On ne peut plus prendre l’école pour acquis dans sa forme conventionnelle. L’école demeurera-t-elle ouverte? Tous les élèves seront-ils au rendez-vous en classe? Dans un cas comme dans l’autre, la flexibilité pédagogique prend tout son sens. Des approches pédagogiques hybrides devront être envisagées, des plans B et C devront être élaborés. Les obligations scolaires ne sont plus exclusivement envers les élèves présents en classe, mais aussi envers ceux qui ne peuvent la fréquenter.
Bref, il faut revoir nos réflexes pédagogiques et notre conception de l’éducation ainsi que celle nous avons de notre profession et de l’institution dans laquelle nous évoluons.
Développer notre tolérance à l’ambiguïté
Comment composer avec l’incertitude? À mon avis, il faut cesser d’être dans l’attente des consignes ministérielles ou des centres de services scolaires et vivre dans le présent. Tout vient à point à qui sait attendre, les réponses à nos questions viendront au moment opportun. Cessons d’être suspendus aux éventuels plans et concentrons-nous sur les informations que nous avons pour faire mieux que ce que nous faisons de bien. La pandémie fait en sorte qu’il est difficile de prévoir ce qui se passera dans quelques mois. C’est normal que les réponses souhaitées arrivent moins rapidement qu’à l’habitude.
Hervé Sérieyx écrivait « le monde n’est incertain que pour ceux qui ont besoin de certitudes; pour les autres, il n’est que le monde de toujours avec les risques et les chances de ses hasards ». L’unique certitude est l’incertain; poursuivons notre route en acceptant que parfois il faudra prendre quelques virages prononcés à la suite d’avis tardifs et qu’il faudra peut-être revenir sur ses pas par moment.
N’oublions pas : une année scolaire, ce n’est pas un sprint, mais un marathon de dix mois.
Trouver des solutions locales
Chaque école est un organisme unique qui est un reflet de sa collectivité. Nos écoles, notamment nos écoles primaires, sont des écoles de proximité. Malgré que le problème soit le même pour tous (la pandémie), il n’y a pas de solution unilatérale. Ce qui est vrai pour une école primaire de la Gaspésie, par exemple, peut pas ne pas l’être pour une école secondaire de la région montréalaise.

(Extraits des données)
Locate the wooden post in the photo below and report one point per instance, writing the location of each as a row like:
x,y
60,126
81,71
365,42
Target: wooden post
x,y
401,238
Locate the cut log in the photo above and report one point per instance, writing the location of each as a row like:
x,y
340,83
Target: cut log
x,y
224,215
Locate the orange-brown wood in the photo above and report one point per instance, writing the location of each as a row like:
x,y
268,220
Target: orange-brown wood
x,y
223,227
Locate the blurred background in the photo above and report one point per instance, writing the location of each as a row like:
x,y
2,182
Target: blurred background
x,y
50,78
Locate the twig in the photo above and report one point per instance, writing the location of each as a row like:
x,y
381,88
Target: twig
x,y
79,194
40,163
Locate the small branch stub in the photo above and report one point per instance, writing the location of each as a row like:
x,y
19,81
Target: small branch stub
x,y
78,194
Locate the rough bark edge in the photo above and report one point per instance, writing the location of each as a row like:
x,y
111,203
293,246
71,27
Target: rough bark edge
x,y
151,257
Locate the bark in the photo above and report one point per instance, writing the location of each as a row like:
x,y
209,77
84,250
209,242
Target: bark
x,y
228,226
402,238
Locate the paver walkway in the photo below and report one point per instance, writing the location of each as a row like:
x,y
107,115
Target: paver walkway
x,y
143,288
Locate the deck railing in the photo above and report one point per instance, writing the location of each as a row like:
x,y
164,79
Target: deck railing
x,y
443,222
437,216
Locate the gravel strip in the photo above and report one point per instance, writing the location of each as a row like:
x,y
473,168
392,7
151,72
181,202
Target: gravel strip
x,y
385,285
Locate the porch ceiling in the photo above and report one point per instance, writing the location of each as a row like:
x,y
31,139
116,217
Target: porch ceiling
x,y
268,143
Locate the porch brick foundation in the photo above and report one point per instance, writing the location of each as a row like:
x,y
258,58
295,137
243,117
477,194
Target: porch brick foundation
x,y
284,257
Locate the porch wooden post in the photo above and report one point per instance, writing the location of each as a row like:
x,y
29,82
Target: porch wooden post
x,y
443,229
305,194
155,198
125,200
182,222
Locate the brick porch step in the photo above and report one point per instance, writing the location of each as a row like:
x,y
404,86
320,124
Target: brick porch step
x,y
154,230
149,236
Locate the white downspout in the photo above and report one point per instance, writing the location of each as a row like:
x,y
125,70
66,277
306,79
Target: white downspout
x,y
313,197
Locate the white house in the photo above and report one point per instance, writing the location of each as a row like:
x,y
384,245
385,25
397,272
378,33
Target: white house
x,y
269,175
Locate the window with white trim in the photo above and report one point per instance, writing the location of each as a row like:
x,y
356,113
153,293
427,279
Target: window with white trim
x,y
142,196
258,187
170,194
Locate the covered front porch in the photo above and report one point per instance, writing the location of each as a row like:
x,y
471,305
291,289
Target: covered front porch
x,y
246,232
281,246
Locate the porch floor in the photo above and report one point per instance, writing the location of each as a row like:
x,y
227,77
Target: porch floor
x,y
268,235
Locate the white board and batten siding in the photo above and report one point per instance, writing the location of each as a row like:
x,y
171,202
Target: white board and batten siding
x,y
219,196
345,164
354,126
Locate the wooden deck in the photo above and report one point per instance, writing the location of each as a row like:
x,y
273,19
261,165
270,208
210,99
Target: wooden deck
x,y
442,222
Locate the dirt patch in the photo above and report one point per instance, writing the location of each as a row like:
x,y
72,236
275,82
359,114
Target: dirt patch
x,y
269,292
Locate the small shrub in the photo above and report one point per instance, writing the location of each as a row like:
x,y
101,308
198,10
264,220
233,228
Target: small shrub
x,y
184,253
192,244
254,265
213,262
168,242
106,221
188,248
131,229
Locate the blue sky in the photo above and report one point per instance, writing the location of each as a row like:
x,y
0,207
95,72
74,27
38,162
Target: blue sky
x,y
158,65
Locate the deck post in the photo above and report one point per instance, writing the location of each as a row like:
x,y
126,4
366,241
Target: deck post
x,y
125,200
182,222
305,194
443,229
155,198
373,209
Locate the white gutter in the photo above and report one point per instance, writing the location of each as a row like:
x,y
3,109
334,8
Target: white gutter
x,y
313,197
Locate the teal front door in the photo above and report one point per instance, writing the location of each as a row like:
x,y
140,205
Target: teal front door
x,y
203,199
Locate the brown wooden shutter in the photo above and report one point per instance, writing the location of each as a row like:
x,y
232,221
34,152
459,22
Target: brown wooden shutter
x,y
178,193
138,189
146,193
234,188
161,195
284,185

Liste des activités
1 – Répondez aux questions suivantes à partir de l'extrait.
(a) À quoi l'extrait compare-t-il une année scolaire?
(b) Quel auteur l'extrait cite-t-il au sujet de l'incertitude?
(c) Comment l'extrait qualifie-t-il nos écoles, notamment nos écoles primaires?
2 – Relevez toutes les phrases interrogatives que contient l'extrait.
3 – Recopiez l'extrait à partir de « N’oublions pas : une » jusqu'à « la région montréalaise. » inclus.

Réponses numérotées
1 –
(a) À un marathon de dix mois, et non à un sprint.
(b) Hervé Sérieyx.
(c) Ce sont des écoles de proximité.

2 –
- L’école demeurera-t-elle ouverte?
- Tous les élèves seront-ils au rendez-vous en classe?
- Comment composer avec l’incertitude?

3 –
N’oublions pas : une année scolaire, ce n’est pas un sprint, mais un marathon de dix mois.
Trouver des solutions locales
Chaque école est un organisme unique qui est un reflet de sa collectivité. Nos écoles, notamment nos écoles primaires, sont des écoles de proximité. Malgré que le problème soit le même pour tous (la pandémie), il n’y a pas de solution unilatérale. Ce qui est vrai pour une école primaire de la Gaspésie, par exemple, peut pas ne pas l’être pour une école secondaire de la région montréalaise.